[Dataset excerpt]
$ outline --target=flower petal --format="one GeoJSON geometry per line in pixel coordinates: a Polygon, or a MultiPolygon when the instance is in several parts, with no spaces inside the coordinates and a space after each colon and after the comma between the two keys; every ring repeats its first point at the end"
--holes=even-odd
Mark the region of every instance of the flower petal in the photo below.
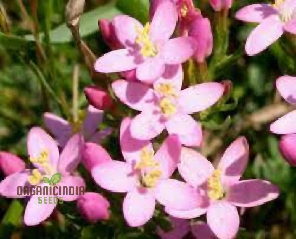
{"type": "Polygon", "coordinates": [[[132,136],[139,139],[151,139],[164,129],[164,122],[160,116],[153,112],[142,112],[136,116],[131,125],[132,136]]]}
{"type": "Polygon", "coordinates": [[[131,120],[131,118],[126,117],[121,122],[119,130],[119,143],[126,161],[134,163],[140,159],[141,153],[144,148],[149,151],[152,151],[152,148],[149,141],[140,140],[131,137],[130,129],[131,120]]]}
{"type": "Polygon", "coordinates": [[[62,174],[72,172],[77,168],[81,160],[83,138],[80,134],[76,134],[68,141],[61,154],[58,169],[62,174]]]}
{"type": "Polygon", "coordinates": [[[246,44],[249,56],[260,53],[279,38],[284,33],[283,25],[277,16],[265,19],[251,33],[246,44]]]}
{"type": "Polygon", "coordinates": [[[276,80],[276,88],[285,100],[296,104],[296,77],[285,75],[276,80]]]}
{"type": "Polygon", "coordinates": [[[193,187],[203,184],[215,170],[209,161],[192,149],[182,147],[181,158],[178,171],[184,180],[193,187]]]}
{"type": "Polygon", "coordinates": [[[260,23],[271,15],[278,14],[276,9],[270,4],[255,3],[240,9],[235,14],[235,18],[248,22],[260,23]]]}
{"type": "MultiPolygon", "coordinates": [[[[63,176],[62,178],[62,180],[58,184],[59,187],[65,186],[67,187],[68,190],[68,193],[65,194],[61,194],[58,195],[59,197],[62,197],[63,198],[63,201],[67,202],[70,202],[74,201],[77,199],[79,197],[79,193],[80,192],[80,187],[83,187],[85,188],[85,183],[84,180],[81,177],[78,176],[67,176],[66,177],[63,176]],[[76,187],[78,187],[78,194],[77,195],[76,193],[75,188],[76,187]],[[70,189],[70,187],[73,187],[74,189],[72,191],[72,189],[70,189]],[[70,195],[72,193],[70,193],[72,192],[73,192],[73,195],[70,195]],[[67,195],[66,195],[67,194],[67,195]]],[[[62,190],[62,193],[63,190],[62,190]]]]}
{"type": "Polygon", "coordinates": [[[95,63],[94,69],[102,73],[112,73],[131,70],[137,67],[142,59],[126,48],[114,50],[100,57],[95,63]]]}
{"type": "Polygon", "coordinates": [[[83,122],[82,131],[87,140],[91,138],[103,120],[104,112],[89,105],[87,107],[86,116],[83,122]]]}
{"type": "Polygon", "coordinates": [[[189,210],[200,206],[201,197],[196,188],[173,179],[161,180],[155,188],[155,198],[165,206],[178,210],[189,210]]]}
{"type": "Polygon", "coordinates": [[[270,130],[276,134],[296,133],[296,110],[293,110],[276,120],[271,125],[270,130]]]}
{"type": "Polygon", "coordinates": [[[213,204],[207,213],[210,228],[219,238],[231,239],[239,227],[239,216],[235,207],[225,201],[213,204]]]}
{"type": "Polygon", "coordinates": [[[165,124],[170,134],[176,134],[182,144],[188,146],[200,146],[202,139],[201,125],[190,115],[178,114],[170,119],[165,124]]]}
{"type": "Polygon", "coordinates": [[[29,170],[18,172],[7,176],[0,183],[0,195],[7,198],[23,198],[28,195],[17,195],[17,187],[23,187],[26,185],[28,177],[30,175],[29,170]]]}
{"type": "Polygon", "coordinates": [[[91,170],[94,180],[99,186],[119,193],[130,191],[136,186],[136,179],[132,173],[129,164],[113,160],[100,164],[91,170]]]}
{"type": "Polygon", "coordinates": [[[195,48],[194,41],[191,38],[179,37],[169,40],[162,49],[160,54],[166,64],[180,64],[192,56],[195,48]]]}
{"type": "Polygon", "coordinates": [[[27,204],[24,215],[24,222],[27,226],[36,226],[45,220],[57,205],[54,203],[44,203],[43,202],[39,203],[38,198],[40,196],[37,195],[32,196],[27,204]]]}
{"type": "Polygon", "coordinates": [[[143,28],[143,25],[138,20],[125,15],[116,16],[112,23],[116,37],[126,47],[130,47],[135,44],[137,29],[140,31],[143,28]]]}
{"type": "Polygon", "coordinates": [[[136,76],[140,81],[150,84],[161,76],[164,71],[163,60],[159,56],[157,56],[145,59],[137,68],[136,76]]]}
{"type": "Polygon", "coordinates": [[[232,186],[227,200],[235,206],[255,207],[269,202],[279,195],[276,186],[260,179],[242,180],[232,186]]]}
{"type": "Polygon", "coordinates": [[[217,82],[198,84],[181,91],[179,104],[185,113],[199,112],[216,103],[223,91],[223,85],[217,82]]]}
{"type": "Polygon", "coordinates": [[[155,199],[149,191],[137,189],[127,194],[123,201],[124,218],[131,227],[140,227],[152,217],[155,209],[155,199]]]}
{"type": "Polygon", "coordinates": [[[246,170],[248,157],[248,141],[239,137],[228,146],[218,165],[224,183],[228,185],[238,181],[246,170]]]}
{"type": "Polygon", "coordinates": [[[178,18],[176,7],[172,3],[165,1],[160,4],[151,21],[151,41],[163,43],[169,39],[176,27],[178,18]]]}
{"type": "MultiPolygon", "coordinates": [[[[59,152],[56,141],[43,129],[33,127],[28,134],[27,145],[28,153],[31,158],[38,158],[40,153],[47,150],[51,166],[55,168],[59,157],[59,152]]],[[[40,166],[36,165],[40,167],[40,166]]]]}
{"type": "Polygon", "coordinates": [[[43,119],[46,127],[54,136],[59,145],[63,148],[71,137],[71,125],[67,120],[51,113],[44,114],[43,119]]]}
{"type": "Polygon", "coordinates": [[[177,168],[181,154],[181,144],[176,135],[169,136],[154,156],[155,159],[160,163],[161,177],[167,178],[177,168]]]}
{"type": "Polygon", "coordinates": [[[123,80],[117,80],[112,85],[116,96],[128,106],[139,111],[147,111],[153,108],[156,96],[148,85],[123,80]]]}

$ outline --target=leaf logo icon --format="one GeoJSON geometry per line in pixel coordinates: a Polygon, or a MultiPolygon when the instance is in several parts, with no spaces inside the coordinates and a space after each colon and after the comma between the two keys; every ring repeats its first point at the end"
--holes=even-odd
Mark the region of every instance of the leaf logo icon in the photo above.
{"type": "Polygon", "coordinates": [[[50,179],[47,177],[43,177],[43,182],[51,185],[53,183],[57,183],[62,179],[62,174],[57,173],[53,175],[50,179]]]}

# Description of the task
Retype the whole listing above word for word, leaving out the pictures.

# Output of the exercise
$ outline --target=flower petal --format="one GeoJSON geometry per line in pixel coordinates: a Polygon, or a MultiPolygon when the instance is in several parts, with no spaces inside the coordinates and a space after each colon and after the comma between the two keys; every ring repeats its first point at the end"
--holes=even-odd
Mark the region of every instance of the flower petal in the photo below.
{"type": "Polygon", "coordinates": [[[132,136],[139,139],[151,139],[164,129],[164,122],[160,116],[153,112],[142,112],[136,116],[131,125],[132,136]]]}
{"type": "Polygon", "coordinates": [[[131,120],[131,118],[126,117],[121,122],[119,130],[119,143],[126,161],[134,163],[140,159],[141,153],[144,148],[149,151],[152,151],[152,148],[149,141],[140,140],[131,137],[130,129],[131,120]]]}
{"type": "Polygon", "coordinates": [[[62,174],[72,172],[77,168],[81,160],[83,138],[80,134],[76,134],[68,141],[61,154],[58,169],[62,174]]]}
{"type": "Polygon", "coordinates": [[[246,44],[249,56],[260,53],[279,38],[284,33],[283,25],[277,16],[265,19],[251,33],[246,44]]]}
{"type": "Polygon", "coordinates": [[[276,80],[276,88],[285,100],[296,104],[296,77],[285,75],[276,80]]]}
{"type": "Polygon", "coordinates": [[[193,187],[203,184],[215,170],[209,161],[192,149],[182,147],[181,158],[178,171],[184,180],[193,187]]]}
{"type": "Polygon", "coordinates": [[[260,23],[271,15],[278,14],[276,9],[270,4],[255,3],[240,9],[235,14],[235,18],[248,22],[260,23]]]}
{"type": "MultiPolygon", "coordinates": [[[[63,176],[62,178],[62,180],[58,184],[59,187],[65,186],[67,187],[68,190],[68,193],[65,194],[61,194],[58,195],[59,197],[62,197],[63,198],[63,201],[67,202],[70,202],[74,201],[77,199],[79,197],[79,193],[80,192],[80,187],[83,187],[85,188],[85,183],[84,180],[81,177],[78,176],[67,176],[66,177],[63,176]],[[76,187],[78,187],[78,194],[77,195],[76,193],[75,188],[76,187]],[[70,189],[70,187],[73,187],[74,189],[72,191],[72,189],[70,189]],[[70,195],[72,193],[70,193],[72,192],[73,192],[73,195],[70,195]],[[67,195],[66,195],[67,194],[67,195]]],[[[62,190],[62,193],[63,190],[62,190]]]]}
{"type": "Polygon", "coordinates": [[[95,63],[94,69],[102,73],[112,73],[131,70],[137,67],[142,59],[126,48],[114,50],[100,57],[95,63]]]}
{"type": "Polygon", "coordinates": [[[83,122],[82,131],[87,140],[91,138],[103,120],[104,112],[89,105],[87,107],[86,116],[83,122]]]}
{"type": "Polygon", "coordinates": [[[189,210],[200,206],[201,197],[196,188],[173,179],[161,180],[155,188],[155,198],[165,206],[178,210],[189,210]]]}
{"type": "Polygon", "coordinates": [[[270,130],[276,134],[296,133],[296,110],[293,110],[276,120],[271,125],[270,130]]]}
{"type": "Polygon", "coordinates": [[[213,204],[207,213],[210,228],[219,238],[231,239],[239,227],[239,216],[235,207],[225,201],[213,204]]]}
{"type": "Polygon", "coordinates": [[[165,124],[170,134],[176,134],[182,144],[188,146],[200,146],[202,139],[201,125],[190,115],[178,114],[170,119],[165,124]]]}
{"type": "Polygon", "coordinates": [[[29,170],[18,172],[7,176],[0,183],[0,195],[7,198],[23,198],[28,195],[17,195],[17,187],[23,187],[26,185],[28,177],[30,175],[29,170]]]}
{"type": "Polygon", "coordinates": [[[91,170],[94,180],[99,186],[119,193],[130,191],[136,186],[136,179],[132,173],[129,164],[113,160],[100,164],[91,170]]]}
{"type": "Polygon", "coordinates": [[[195,48],[194,41],[191,38],[179,37],[169,40],[162,49],[160,54],[166,64],[180,64],[192,56],[195,48]]]}
{"type": "Polygon", "coordinates": [[[27,204],[24,215],[24,222],[27,226],[36,226],[45,220],[57,205],[54,203],[44,203],[43,202],[39,203],[38,198],[40,196],[37,195],[32,196],[27,204]]]}
{"type": "Polygon", "coordinates": [[[143,28],[143,25],[138,20],[125,15],[116,16],[112,23],[116,37],[126,47],[130,47],[135,44],[137,29],[140,31],[143,28]]]}
{"type": "Polygon", "coordinates": [[[136,76],[140,81],[150,84],[161,76],[164,71],[163,60],[159,56],[157,56],[145,59],[137,68],[136,76]]]}
{"type": "Polygon", "coordinates": [[[232,186],[227,200],[235,206],[255,207],[269,202],[279,195],[276,186],[260,179],[242,180],[232,186]]]}
{"type": "Polygon", "coordinates": [[[217,82],[198,84],[181,91],[179,104],[185,113],[199,112],[216,103],[223,91],[223,85],[217,82]]]}
{"type": "Polygon", "coordinates": [[[155,199],[149,191],[137,189],[127,194],[123,201],[124,218],[131,227],[140,227],[152,217],[155,209],[155,199]]]}
{"type": "Polygon", "coordinates": [[[246,170],[248,157],[248,141],[239,137],[228,146],[218,165],[224,183],[228,185],[238,181],[246,170]]]}
{"type": "Polygon", "coordinates": [[[178,18],[176,7],[172,3],[165,1],[160,4],[151,21],[151,41],[163,43],[169,39],[176,27],[178,18]]]}
{"type": "MultiPolygon", "coordinates": [[[[59,152],[56,141],[43,129],[33,127],[28,134],[27,145],[28,153],[31,158],[38,158],[40,153],[47,150],[51,166],[55,168],[59,157],[59,152]]],[[[40,166],[36,165],[40,167],[40,166]]]]}
{"type": "Polygon", "coordinates": [[[43,119],[46,127],[54,136],[59,145],[63,148],[71,137],[71,125],[67,120],[51,113],[44,114],[43,119]]]}
{"type": "Polygon", "coordinates": [[[177,168],[181,154],[181,144],[176,135],[169,136],[154,156],[155,159],[160,163],[161,177],[167,178],[177,168]]]}
{"type": "Polygon", "coordinates": [[[123,80],[117,80],[112,85],[116,96],[128,106],[139,111],[147,111],[153,108],[156,96],[148,85],[123,80]]]}

$ outline --target=leaf logo icon --format="one GeoJSON geometry per line in pixel coordinates: a Polygon, or a MultiPolygon when the instance is in several parts, with no spaces inside the coordinates and a space after each colon and after the comma between the two keys; every ring repeats its first point at the end"
--holes=even-odd
Mark the region of every instance of the leaf logo icon in the photo above.
{"type": "Polygon", "coordinates": [[[50,179],[47,177],[43,177],[43,182],[51,185],[53,183],[57,183],[62,179],[62,174],[57,173],[53,175],[50,179]]]}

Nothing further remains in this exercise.